**Problem details**
Each line below that includes the word "target" is to be reported.
|---|
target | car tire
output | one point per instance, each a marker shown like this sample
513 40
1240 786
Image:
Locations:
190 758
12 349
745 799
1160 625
|---|
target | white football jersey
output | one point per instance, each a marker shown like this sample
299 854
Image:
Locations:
|---|
**Written reply**
target | car tire
target | white football jersey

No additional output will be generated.